◆ DATA SHOWN ◆
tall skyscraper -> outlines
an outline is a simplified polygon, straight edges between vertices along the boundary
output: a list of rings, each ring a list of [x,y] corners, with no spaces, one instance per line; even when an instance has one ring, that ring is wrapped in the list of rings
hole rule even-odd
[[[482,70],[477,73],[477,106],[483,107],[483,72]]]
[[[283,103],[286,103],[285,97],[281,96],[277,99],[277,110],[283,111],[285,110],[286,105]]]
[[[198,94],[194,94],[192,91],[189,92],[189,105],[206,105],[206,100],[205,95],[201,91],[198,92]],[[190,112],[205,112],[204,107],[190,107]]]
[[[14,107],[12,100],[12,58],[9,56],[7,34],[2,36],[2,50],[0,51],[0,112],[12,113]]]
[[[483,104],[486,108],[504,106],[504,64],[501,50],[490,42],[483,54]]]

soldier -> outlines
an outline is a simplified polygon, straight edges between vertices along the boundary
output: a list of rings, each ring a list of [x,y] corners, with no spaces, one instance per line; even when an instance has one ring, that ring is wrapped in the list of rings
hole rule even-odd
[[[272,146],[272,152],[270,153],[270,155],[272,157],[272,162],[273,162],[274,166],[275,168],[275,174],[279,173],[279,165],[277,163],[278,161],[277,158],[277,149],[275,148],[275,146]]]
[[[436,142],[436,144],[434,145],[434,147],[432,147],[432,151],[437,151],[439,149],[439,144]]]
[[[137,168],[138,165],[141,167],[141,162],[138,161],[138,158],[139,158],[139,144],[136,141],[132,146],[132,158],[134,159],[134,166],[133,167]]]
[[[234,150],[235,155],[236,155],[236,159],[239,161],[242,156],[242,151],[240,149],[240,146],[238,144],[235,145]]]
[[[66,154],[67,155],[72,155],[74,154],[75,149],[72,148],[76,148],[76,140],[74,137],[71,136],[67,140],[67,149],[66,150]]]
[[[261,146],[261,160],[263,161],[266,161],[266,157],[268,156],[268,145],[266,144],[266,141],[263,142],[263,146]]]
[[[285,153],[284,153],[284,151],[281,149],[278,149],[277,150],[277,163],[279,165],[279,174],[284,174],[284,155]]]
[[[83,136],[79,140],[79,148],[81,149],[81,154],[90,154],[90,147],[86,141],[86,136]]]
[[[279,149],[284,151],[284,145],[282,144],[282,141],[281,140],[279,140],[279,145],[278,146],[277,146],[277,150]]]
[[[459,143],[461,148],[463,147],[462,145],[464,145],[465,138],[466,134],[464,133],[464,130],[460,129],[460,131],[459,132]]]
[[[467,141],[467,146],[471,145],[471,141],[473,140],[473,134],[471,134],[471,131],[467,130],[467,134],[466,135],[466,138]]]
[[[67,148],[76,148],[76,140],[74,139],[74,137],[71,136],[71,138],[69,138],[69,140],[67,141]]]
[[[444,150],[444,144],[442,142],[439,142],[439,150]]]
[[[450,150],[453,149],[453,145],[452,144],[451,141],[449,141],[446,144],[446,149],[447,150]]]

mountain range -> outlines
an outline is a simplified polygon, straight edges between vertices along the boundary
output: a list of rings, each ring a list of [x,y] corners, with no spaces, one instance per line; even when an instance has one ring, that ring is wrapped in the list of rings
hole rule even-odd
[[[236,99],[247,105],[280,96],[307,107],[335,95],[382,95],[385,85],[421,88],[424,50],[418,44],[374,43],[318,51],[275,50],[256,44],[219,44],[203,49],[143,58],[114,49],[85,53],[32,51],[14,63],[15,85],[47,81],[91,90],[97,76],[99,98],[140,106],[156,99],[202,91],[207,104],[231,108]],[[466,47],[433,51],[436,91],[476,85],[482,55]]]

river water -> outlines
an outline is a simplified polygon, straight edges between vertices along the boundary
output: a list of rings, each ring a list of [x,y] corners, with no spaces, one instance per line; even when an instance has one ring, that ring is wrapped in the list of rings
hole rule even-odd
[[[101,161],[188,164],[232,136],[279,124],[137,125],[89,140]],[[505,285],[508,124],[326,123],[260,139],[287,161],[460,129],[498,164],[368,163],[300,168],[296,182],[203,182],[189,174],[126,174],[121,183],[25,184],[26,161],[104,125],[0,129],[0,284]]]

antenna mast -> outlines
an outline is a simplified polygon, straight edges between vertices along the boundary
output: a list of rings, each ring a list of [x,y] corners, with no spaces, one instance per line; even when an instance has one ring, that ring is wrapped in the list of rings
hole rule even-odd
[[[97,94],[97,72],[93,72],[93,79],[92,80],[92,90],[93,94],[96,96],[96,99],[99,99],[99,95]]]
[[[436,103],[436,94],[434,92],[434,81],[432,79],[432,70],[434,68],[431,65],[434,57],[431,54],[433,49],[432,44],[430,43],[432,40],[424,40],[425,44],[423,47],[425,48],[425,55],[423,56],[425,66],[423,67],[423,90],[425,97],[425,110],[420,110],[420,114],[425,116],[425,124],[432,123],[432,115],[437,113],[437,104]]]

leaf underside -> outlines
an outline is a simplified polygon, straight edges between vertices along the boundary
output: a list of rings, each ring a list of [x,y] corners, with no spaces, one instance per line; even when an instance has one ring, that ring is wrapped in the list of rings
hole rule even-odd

◆ DIRECTIONS FOR THIS TASK ◆
Return exactly the lines from the line bearing "antenna mast -> outlines" to the end of the records, inclusive of both; include no other lines.

◆ THE RESULT ◆
antenna mast -> outlines
an outline is a simplified polygon, straight edges between vertices along the boundary
output: a list of rings, each ring a list of [x,y] corners, with no spaces, one instance per line; even when an instance has one ring, that ring is wrapped in the list of rings
hole rule even-odd
[[[97,94],[97,72],[93,72],[93,79],[92,80],[92,90],[93,94],[96,96],[96,99],[99,99],[99,95]]]
[[[436,103],[436,94],[434,92],[434,81],[432,79],[432,70],[434,68],[431,65],[434,57],[431,54],[433,49],[432,44],[430,43],[432,40],[424,40],[425,44],[423,47],[425,48],[425,55],[423,56],[425,66],[423,67],[423,90],[425,97],[425,110],[420,110],[420,114],[425,116],[425,124],[432,123],[432,115],[437,113],[437,104]]]

leaf underside -> outlines
an outline is a simplified polygon, straight edges between vertices along the boundary
output: a list of rings, each ring a list of [x,y] corners, with no spaces, one instance per line; even when an instance has one ring, that ring is wrapped in the list of rings
hole rule even-odd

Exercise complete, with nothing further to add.